_Stated exercise:_
Count the lines below that contain the string "overcast", treating uppercase and lowercase as different. Reply with the number only.

-- begin --

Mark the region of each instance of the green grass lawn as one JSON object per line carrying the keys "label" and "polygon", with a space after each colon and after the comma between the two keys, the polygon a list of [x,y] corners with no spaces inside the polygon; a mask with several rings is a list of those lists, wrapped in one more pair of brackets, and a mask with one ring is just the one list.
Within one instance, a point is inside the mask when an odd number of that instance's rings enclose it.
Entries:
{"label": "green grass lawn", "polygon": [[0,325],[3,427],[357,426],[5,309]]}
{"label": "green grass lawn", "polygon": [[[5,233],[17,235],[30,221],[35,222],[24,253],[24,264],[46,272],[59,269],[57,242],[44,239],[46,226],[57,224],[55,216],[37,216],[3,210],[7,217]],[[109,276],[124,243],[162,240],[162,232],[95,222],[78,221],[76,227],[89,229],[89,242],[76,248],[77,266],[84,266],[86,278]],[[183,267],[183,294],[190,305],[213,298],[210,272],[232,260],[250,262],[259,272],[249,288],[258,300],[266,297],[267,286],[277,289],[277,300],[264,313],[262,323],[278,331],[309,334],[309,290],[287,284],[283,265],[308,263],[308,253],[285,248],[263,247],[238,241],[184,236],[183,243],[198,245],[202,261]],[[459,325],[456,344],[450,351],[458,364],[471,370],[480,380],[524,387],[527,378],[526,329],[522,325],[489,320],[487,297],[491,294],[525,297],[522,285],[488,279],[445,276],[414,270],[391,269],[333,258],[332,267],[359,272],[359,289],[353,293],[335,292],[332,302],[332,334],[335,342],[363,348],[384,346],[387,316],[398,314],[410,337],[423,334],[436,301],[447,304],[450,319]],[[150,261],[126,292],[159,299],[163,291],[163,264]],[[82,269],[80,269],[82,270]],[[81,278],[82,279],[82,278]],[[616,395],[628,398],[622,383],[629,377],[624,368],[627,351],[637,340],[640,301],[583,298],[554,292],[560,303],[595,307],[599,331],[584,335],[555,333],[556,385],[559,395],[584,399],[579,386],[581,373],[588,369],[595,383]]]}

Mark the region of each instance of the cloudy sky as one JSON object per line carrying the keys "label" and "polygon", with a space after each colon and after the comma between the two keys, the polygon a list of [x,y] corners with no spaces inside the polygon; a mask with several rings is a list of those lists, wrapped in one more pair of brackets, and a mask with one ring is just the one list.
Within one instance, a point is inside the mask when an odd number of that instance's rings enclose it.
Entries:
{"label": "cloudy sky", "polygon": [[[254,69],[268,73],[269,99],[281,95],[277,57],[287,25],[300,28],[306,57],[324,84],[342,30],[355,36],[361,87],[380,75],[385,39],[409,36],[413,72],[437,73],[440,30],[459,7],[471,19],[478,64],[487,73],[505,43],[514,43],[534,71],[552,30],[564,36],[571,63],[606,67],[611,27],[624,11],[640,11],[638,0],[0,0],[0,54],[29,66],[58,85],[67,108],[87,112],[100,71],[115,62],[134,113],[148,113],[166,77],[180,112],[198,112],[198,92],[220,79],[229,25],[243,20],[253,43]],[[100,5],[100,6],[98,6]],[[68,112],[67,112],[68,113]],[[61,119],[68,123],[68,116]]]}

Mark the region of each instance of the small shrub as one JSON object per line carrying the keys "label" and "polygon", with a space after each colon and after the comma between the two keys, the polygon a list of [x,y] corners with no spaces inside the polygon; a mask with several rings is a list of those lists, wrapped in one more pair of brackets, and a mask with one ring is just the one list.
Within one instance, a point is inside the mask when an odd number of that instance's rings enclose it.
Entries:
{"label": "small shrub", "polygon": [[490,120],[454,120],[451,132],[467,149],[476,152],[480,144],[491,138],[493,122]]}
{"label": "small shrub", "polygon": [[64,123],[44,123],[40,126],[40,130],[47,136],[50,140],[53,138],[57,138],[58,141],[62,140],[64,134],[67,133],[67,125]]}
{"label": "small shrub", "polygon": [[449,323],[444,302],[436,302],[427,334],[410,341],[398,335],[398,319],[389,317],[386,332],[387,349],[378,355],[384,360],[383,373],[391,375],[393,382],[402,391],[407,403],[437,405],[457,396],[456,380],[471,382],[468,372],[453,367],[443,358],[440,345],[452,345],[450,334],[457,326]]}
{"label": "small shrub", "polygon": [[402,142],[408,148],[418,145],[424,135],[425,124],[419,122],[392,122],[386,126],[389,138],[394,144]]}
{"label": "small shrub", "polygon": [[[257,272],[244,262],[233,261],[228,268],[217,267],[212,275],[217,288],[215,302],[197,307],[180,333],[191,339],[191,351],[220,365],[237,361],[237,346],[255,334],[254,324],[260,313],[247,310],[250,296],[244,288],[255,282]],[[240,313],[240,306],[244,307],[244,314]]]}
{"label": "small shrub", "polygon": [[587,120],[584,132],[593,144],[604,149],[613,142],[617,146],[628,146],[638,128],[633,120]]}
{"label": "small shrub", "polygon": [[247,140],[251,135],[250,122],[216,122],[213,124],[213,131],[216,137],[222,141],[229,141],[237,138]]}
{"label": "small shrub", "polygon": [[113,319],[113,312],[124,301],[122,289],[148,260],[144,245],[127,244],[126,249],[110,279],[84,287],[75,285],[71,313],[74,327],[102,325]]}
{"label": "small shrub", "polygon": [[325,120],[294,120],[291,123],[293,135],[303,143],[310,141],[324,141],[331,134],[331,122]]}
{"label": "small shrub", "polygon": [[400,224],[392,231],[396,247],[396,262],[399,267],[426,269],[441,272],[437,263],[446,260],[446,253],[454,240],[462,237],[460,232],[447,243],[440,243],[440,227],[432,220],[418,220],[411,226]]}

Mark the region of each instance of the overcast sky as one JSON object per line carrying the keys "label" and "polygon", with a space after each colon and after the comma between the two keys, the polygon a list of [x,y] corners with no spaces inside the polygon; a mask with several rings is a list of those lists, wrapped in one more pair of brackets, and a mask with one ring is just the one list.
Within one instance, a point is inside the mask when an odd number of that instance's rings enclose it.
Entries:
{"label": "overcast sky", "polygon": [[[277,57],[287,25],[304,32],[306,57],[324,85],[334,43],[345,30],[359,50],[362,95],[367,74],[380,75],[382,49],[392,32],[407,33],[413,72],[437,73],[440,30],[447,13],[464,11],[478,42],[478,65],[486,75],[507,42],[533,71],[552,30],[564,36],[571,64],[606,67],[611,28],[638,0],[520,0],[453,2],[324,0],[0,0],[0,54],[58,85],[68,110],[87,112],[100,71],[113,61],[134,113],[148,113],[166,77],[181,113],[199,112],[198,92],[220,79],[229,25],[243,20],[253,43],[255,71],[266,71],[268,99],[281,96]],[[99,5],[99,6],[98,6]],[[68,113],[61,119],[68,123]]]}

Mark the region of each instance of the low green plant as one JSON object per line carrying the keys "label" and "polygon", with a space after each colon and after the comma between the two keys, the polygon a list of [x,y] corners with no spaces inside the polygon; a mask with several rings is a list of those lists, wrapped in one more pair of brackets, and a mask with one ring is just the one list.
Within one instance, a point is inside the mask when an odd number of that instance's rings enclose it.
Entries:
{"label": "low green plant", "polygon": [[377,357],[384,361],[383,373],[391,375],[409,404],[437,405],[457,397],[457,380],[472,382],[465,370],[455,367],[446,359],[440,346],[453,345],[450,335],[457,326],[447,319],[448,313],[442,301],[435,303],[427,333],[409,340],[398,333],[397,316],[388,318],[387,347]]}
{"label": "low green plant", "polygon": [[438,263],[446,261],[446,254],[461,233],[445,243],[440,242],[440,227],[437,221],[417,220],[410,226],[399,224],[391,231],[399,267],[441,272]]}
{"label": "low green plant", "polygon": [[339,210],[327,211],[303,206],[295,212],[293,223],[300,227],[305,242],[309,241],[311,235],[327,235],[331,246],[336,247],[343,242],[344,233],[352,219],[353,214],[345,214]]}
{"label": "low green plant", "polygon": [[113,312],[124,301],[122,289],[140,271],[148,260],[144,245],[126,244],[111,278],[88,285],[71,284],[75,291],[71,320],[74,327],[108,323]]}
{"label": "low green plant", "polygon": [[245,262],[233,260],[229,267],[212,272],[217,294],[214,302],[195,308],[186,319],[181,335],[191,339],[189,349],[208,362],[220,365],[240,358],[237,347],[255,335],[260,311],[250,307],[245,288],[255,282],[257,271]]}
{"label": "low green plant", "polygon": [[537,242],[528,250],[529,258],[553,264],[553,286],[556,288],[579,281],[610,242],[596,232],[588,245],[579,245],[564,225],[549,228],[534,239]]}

-- end --

_Result:_
2